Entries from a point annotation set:
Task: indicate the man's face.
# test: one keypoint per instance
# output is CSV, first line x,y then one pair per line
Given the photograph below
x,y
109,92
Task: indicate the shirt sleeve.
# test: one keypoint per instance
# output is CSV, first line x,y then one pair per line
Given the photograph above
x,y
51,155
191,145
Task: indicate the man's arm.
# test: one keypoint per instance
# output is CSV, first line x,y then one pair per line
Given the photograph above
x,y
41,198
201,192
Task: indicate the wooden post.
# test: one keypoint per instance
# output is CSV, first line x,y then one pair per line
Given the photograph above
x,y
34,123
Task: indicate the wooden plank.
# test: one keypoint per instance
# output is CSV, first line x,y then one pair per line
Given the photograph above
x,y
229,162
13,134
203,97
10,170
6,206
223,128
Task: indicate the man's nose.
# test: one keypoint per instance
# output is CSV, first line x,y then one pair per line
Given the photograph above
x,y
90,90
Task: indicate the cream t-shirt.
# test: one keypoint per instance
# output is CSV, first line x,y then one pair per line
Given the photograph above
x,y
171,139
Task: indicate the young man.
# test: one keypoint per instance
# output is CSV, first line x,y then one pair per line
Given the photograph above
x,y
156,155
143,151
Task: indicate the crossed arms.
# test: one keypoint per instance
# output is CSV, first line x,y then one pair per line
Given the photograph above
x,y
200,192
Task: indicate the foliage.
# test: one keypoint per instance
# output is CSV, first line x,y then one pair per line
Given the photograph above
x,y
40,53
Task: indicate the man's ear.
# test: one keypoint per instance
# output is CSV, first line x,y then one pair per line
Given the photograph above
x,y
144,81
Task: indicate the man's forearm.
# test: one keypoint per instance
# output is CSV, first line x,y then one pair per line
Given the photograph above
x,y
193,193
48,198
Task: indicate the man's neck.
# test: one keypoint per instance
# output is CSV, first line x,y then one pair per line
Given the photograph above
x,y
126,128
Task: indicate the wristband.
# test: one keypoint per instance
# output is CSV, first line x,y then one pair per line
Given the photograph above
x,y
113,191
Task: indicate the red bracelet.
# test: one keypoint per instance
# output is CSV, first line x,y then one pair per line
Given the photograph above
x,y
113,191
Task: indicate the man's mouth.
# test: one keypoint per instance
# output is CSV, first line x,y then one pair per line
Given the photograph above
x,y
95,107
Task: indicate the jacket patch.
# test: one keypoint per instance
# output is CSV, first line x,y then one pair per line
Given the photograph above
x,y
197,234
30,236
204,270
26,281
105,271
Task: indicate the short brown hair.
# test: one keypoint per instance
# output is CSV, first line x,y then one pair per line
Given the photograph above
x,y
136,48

#### [WORK REQUIRED]
Output the records exactly, including every line.

#### [REPLY TO THE TASK]
Task: indicate the man's face.
# test: one keypoint per instance
# output is CSV, first line x,y then one pair per line
Given the photograph below
x,y
109,92
Task: indicate the shirt sleeve.
# test: one keypoint per instance
# output is CSV, first line x,y then one pair per line
Given the photograph above
x,y
51,155
191,145
Task: indicate the man's arm.
# test: one keypoint per instance
# output is CSV, first line x,y then one pair per line
Given the photograph above
x,y
41,198
201,192
Task: indicate the wooden post.
# test: one keypoint per instance
# output is CSV, first line x,y then one pair per line
Given the photograph above
x,y
34,123
Task: indicate the wooden plank.
# test: one keypoint per instance
# output is CSV, first line x,y then one pair per line
Given the photograph above
x,y
229,162
13,134
203,97
10,170
6,206
223,128
Task: indicate the man's nose.
# test: one keypoint per instance
# output is CSV, first line x,y then one pair per line
Given the photograph above
x,y
90,90
Task: indicate the cream t-shirt.
# test: one keypoint per instance
# output is CSV, first line x,y then one pair per line
Given the photograph above
x,y
171,139
Task: indicate the young man.
# test: one keypoint per instance
# output is CSV, first line x,y then one pair per line
Given the photograph above
x,y
156,155
143,151
Task: indicate the crossed arms.
# test: one keypoint per instance
# output is CSV, first line x,y then one pair per line
Given the photograph above
x,y
200,192
Task: indicate the foliage.
# test: one keypoint per instance
# output is CSV, first line x,y then one pair per line
Given the photograph above
x,y
40,53
Task: indicate the man's ear.
# test: one keypoint per instance
# output is CSV, first line x,y then one pair per line
Given the photograph above
x,y
144,81
Task: indicate the man's forearm.
# test: one keypoint per instance
# output is CSV, first line x,y then one pair per line
Given the photograph above
x,y
193,193
48,198
Task: indicate the man's neck.
# test: one keypoint per instance
# output is CSV, first line x,y then one pair per line
Given the photograph above
x,y
126,128
Task: indicate the wristband.
# test: one keypoint per instance
# output is CSV, first line x,y then one pair per line
Given the photograph above
x,y
113,191
Task: indicate the red bracelet.
# test: one keypoint per instance
# output is CSV, first line x,y then one pair per line
Given the photograph above
x,y
113,191
Task: indicate the man's mouth.
# test: one keypoint per instance
# output is CSV, first line x,y then one pair per line
Given the photograph above
x,y
95,107
Task: indicate the jacket patch.
# test: one keypoint per instance
# output is CSV, first line x,y then one pair per line
Given the photograph above
x,y
197,234
30,236
204,270
26,281
105,271
Task: indicate the short brown hair.
# test: one keypoint per instance
# output is CSV, first line x,y then one pair per line
Given the photograph above
x,y
136,48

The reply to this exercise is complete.